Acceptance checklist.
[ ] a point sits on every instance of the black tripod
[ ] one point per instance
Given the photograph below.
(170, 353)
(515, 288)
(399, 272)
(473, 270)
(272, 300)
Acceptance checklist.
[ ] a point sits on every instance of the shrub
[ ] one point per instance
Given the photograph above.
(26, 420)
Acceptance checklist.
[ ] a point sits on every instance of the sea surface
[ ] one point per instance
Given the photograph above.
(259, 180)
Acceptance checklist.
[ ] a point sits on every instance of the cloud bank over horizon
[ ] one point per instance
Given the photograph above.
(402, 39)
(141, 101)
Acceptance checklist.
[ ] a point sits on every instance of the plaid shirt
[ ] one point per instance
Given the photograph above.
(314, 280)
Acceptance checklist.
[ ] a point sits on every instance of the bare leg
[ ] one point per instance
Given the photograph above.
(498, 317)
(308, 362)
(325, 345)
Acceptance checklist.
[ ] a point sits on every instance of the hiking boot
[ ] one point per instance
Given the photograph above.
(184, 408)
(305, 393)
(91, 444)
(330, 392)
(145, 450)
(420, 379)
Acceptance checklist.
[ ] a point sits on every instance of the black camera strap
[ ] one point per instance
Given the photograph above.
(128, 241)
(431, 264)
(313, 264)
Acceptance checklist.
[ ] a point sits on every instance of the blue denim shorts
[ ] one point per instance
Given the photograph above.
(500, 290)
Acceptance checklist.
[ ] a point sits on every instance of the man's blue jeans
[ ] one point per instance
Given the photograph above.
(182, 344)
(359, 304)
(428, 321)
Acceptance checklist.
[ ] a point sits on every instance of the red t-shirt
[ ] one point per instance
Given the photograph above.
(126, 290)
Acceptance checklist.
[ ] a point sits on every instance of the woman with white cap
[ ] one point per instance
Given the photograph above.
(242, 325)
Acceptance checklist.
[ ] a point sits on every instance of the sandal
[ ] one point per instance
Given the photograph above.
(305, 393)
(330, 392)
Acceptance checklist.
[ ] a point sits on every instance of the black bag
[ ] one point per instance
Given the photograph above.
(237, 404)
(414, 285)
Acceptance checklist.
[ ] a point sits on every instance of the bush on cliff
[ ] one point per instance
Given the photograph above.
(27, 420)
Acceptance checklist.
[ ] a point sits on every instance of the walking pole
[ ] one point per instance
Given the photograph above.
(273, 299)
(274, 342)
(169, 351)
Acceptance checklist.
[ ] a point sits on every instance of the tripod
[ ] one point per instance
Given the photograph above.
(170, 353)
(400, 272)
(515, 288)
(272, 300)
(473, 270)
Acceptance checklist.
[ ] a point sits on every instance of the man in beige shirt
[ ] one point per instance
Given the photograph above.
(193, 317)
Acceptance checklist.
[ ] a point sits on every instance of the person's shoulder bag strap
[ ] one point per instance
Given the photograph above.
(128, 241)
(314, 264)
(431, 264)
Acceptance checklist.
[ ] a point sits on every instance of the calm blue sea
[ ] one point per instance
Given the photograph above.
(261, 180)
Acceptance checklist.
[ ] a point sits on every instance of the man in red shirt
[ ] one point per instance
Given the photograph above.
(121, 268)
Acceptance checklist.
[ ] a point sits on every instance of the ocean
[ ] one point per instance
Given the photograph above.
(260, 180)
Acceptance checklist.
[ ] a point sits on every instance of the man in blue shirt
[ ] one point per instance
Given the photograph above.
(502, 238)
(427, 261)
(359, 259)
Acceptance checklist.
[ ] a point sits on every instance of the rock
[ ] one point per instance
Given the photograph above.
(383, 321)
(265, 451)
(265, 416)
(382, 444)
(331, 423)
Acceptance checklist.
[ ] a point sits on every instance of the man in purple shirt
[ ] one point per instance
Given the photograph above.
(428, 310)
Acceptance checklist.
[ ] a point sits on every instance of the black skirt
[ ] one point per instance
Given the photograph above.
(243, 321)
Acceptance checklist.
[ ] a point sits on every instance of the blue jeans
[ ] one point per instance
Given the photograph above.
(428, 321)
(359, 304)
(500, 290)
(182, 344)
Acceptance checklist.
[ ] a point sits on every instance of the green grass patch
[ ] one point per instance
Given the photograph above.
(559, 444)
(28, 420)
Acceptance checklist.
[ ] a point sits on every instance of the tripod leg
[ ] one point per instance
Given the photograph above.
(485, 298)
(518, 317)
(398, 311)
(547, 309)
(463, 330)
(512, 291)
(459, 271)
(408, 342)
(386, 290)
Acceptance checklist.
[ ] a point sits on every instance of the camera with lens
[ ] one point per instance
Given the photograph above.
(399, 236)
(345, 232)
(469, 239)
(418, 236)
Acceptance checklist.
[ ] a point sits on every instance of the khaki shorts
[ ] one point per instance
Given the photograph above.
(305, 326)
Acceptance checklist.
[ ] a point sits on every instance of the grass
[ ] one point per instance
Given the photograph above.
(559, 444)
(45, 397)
^^^^
▶ [Brief]:
Report how many lines in the data include the word "shirt". Nothing else is needed.

▶ [Answer to the exercise]:
6